#### Data provided ####

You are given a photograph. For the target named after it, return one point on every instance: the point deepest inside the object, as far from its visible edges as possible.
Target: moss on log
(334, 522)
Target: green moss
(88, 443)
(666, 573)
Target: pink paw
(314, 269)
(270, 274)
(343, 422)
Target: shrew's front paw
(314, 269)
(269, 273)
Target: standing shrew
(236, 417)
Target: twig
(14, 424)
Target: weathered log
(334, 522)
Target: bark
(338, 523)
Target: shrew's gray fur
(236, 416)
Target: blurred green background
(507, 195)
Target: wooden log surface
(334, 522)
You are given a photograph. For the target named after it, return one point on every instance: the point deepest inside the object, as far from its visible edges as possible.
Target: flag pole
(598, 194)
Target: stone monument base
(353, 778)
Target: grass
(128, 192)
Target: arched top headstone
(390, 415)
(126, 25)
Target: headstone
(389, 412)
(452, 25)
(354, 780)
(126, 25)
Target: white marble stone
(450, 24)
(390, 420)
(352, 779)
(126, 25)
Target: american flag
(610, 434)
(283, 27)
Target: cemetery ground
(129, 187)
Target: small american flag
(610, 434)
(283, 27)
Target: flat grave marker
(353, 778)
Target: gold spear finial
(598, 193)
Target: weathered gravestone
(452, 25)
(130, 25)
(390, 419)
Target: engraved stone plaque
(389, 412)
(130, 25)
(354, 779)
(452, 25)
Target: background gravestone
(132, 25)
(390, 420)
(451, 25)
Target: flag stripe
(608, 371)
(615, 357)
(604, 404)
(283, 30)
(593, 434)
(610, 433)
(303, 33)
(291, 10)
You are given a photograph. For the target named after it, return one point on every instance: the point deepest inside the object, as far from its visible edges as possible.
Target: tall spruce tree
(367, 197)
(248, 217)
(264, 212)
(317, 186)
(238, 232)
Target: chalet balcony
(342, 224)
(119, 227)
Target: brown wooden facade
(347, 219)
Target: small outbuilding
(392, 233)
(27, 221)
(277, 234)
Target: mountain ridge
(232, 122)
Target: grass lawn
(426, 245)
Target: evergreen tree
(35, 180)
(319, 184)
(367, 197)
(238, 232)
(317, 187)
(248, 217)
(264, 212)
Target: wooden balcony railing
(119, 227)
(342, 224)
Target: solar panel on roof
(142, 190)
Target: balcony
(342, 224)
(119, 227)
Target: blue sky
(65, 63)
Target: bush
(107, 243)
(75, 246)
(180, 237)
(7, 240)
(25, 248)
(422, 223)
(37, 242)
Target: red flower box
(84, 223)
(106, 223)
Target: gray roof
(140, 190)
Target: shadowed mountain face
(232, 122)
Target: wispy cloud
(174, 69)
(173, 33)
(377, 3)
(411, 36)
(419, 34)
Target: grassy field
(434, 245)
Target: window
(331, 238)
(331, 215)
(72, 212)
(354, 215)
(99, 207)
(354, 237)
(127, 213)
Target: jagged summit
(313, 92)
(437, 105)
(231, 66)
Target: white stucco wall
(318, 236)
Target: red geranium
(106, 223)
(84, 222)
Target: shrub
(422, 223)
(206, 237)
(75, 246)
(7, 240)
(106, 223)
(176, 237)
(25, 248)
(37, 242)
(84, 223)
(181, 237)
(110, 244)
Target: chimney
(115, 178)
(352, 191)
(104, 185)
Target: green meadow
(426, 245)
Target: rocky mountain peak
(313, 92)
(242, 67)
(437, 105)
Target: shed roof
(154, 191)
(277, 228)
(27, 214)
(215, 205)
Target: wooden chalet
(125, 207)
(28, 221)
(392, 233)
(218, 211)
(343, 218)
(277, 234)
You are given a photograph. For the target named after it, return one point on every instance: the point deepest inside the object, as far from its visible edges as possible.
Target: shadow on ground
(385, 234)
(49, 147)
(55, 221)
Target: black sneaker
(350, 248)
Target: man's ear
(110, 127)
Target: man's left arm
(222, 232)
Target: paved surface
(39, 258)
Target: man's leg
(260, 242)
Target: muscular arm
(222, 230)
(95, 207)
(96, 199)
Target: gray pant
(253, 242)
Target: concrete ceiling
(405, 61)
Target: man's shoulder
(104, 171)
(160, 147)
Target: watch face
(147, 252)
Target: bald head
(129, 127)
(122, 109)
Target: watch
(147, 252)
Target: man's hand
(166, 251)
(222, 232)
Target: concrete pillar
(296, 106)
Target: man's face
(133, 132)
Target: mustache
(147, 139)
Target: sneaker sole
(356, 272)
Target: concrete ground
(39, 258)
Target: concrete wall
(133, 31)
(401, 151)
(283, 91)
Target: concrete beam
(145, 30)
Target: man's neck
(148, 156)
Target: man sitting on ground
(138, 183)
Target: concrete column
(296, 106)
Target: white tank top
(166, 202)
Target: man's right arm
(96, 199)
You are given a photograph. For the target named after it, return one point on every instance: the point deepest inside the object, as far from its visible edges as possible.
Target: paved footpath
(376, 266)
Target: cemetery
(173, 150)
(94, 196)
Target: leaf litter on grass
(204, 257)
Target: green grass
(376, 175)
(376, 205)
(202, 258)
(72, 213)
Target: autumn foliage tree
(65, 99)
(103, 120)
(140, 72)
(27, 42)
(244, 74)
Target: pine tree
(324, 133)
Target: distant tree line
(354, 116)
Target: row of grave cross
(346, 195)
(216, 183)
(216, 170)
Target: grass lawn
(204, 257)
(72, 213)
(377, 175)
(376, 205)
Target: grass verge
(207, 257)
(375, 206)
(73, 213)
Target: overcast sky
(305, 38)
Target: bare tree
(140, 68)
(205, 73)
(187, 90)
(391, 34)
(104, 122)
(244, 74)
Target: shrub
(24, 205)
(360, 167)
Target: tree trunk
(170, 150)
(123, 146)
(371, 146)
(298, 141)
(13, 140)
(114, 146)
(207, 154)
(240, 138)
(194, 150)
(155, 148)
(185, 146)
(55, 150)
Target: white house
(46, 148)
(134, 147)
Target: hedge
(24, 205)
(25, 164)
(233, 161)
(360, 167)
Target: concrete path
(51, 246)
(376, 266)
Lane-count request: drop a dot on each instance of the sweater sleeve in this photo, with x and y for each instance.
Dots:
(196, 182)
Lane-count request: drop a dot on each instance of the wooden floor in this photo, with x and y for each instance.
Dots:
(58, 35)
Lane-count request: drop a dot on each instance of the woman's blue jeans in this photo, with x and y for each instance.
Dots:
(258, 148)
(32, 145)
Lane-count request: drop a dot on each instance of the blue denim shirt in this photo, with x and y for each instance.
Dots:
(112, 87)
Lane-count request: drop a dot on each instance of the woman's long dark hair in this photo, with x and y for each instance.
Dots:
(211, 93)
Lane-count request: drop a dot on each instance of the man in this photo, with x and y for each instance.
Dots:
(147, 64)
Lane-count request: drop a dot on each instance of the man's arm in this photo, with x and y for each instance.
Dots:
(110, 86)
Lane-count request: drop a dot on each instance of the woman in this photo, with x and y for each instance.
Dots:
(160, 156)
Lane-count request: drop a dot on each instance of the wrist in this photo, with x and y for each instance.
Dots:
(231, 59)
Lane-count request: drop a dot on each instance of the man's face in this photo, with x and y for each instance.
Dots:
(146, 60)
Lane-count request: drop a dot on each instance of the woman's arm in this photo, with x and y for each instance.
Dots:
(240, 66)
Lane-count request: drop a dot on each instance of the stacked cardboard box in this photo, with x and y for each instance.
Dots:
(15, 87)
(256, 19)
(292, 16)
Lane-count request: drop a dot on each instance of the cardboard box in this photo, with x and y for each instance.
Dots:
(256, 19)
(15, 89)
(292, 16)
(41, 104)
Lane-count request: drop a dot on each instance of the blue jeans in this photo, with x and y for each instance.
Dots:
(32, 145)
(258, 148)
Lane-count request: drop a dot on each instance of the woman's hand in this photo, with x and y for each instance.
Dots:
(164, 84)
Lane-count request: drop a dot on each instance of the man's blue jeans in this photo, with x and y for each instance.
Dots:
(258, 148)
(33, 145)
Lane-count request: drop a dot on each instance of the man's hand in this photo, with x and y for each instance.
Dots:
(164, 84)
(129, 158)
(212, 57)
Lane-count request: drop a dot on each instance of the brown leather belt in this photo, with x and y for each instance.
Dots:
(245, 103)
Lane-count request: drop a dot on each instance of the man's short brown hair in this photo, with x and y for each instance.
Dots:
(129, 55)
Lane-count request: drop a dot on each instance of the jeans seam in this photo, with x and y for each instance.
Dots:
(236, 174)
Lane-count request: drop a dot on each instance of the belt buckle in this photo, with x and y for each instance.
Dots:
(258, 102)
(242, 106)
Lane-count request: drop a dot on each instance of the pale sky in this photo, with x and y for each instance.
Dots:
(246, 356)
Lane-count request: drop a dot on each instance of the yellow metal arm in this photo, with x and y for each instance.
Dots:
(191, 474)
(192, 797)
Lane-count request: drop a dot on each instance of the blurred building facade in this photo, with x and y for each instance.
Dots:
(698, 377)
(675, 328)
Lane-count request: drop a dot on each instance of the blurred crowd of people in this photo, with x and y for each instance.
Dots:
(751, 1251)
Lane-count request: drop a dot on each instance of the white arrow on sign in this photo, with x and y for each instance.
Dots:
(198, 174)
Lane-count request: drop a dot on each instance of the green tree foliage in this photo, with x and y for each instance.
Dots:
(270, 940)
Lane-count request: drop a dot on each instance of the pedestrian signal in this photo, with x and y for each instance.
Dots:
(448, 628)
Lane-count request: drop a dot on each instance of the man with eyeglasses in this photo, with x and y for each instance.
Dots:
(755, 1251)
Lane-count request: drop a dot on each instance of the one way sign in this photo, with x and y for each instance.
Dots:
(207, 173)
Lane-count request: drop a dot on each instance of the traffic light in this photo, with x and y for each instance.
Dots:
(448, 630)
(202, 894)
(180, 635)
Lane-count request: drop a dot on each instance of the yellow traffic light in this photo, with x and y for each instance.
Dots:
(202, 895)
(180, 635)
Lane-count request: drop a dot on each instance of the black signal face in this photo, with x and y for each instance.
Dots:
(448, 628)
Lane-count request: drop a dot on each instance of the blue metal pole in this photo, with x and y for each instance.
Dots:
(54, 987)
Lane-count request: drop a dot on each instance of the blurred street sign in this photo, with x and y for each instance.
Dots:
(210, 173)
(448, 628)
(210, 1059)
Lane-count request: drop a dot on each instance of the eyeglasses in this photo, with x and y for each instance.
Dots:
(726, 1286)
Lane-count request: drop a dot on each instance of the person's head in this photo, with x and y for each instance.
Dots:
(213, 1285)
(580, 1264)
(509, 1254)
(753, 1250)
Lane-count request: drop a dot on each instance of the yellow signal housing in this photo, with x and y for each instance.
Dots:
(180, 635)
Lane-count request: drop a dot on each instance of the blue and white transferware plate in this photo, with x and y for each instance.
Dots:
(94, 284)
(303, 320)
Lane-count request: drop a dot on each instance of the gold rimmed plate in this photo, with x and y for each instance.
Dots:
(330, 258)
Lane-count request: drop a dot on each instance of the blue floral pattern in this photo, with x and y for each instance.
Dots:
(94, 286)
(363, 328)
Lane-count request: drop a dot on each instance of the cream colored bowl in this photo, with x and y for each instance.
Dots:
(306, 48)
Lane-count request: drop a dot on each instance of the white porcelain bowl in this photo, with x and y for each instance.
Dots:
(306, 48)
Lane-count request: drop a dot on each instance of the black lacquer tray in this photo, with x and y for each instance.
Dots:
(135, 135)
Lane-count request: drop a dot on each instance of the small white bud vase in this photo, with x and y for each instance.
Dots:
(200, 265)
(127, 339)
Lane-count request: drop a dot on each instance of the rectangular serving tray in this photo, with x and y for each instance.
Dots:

####

Work order – Look over the material and return every line where the word "cardboard" is found.

Exercise answer –
Lane-count request: drop a dot on each instance of the stacked cardboard box in this photo, with x and y for each instance.
Lane-count request: drop a dot on each instance of the cardboard box in this photo, with x and y for each instance.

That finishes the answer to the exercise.